TEXT EXTRACT:
:::::
# OLD Sierra model 1200 wood burning stove...



## BigAmish (Nov 5, 2014)

I have an old Sierra Model 1200 stove from the 80's. I need to replace the glass, and door gaskets. I was advised to look at the Jotul universal gasket kit, which I have done. I still do not know if it will fill my need. My brother refurbished the entire thing for me, but tossed the old gaskets, and I can't find ANY info on the gasket sizes I need! Any help will be greatly appreciated... I'd like to get this done before the cold Northeastern winter gets here! Thanks in advance


----------



## Lake Girl (Nov 5, 2014)

You posted to the wrong forum ... we're pellet stove burners here!  Hopefully one of the moderators will move it for you... Good luck with the gaskets


----------



## BigAmish (Nov 5, 2014)

Thanks. New to this...


----------



## Jags (Nov 5, 2014)

Moving....


----------



## Jags (Nov 5, 2014)

Check here for your glass:
http://www.woodlanddirect.com/Wood-Stove-and-Accessories/Replacement-Wood-Stove-Glass

and for the gasket material - it is a pretty common product in the stove sections of the big box stores or again, you could go here.
http://www.woodlanddirect.com/Wood-Stove-and-Accessories/Wood-Stove-Repair-Gasket

The width of the gasket area is a pretty good indicator of size.  What might me more difficult to figure out is if it was flat gasket or round gasket.  It may take a little trial and error.


----------



## dafattkidd (Nov 5, 2014)

FYI : mods I didn't post #5. Not sure how this got quoted and posted. No biggie, just FYI.


----------



## Jags (Nov 5, 2014)

dafattkidd said:


> FYI : mods I didn't post this. Not sure how this got quoted and posted. No biggie, just FYI.



Post what??


----------



## dafattkidd (Nov 6, 2014)

Jags said:


> Post what??


Crap. It was the NSA again.


----------



## Fsappo (Nov 6, 2014)

If the doors come off, bring them into your local fireplace shop.  Folks do it to me all the time.  I'll bring out a few rolls of gasket that look close and shove em in there.  Chances are you get the right guy at a hearth shop and they have gasketed hundreds of doors.


----------
:::::
TASKS AND EXERCISES:
**A.** Answer these questions about the stove thread, marking each answer with the same numeral:
(i) What two things does BigAmish need to replace on the stove?
(ii) According to Jags, what is a pretty good indicator of gasket size?
(iii) Where does Fsappo suggest bringing the doors if they come off?
**B.** Lay out the lines of the entries as a Markdown table with the columns Row and Line. Start with the line containing "Where can the black and" and continue through the last line of the entries, including both ends and leaving out any blank lines.
:::::
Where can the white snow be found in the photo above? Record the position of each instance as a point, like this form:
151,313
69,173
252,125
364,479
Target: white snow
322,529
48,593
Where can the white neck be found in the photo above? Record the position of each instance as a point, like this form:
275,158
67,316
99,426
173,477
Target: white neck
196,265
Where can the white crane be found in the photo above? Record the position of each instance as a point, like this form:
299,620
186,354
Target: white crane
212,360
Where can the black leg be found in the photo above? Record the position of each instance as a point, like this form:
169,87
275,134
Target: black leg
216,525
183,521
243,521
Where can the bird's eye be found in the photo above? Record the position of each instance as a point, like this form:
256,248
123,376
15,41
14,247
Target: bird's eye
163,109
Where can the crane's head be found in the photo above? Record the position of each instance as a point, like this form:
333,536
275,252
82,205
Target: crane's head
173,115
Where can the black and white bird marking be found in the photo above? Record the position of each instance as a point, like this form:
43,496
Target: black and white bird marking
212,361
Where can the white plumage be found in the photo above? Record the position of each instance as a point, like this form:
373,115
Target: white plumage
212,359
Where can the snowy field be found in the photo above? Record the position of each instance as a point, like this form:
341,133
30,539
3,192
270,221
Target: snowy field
:::::
EXERCISE RESPONSES:
**A.**
(i) The glass and the door gaskets.
(ii) The width of the gasket area.
(iii) To the local fireplace shop.

**B.**
| Row | Line |
|---|---|
| 1 | Where can the black and white bird marking be found in the photo above? Record the position of each instance as a point, like this form: |
| 2 | 43,496 |
| 3 | Target: black and white bird marking |
| 4 | 212,361 |
| 5 | Where can the white plumage be found in the photo above? Record the position of each instance as a point, like this form: |
| 6 | 373,115 |
| 7 | Target: white plumage |
| 8 | 212,359 |
| 9 | Where can the snowy field be found in the photo above? Record the position of each instance as a point, like this form: |
| 10 | 341,133 |
| 11 | 30,539 |
| 12 | 3,192 |
| 13 | 270,221 |
| 14 | Target: snowy field |